### [Supplied data]
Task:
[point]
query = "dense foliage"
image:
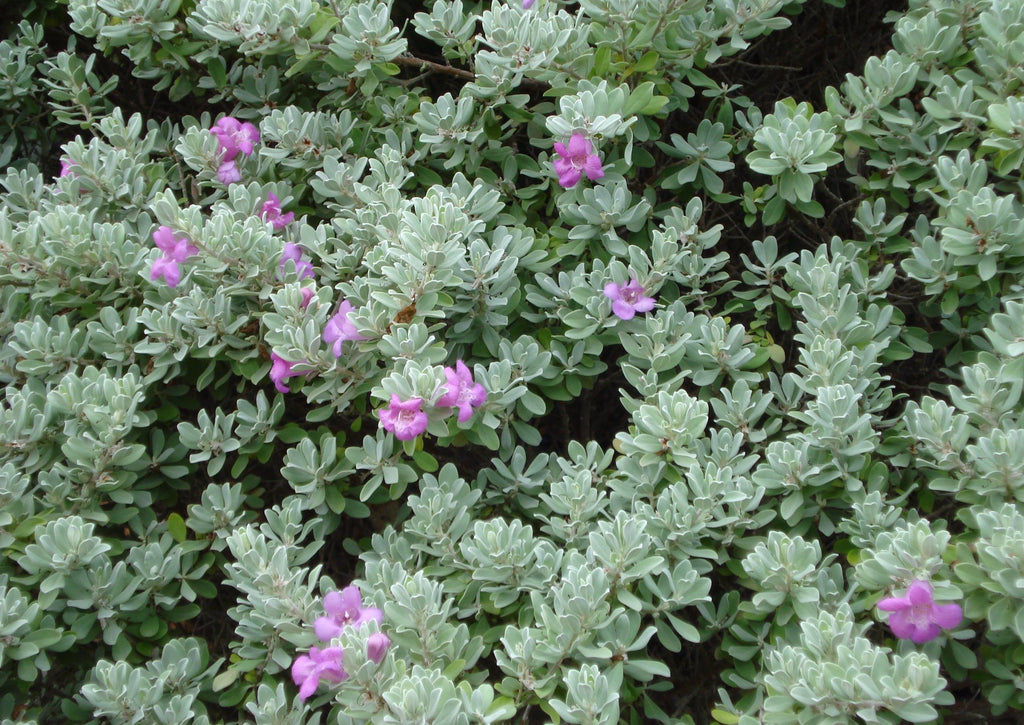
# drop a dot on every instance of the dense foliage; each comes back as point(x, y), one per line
point(486, 361)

### [Objective]
Reproduce the full listing faithfully, but do not carry over any pictures.

### [Response to the task]
Task:
[point]
query = "dense foliage"
image:
# drop a dot on every instance of the dense foliage; each comes back as point(x, y), one per line
point(486, 361)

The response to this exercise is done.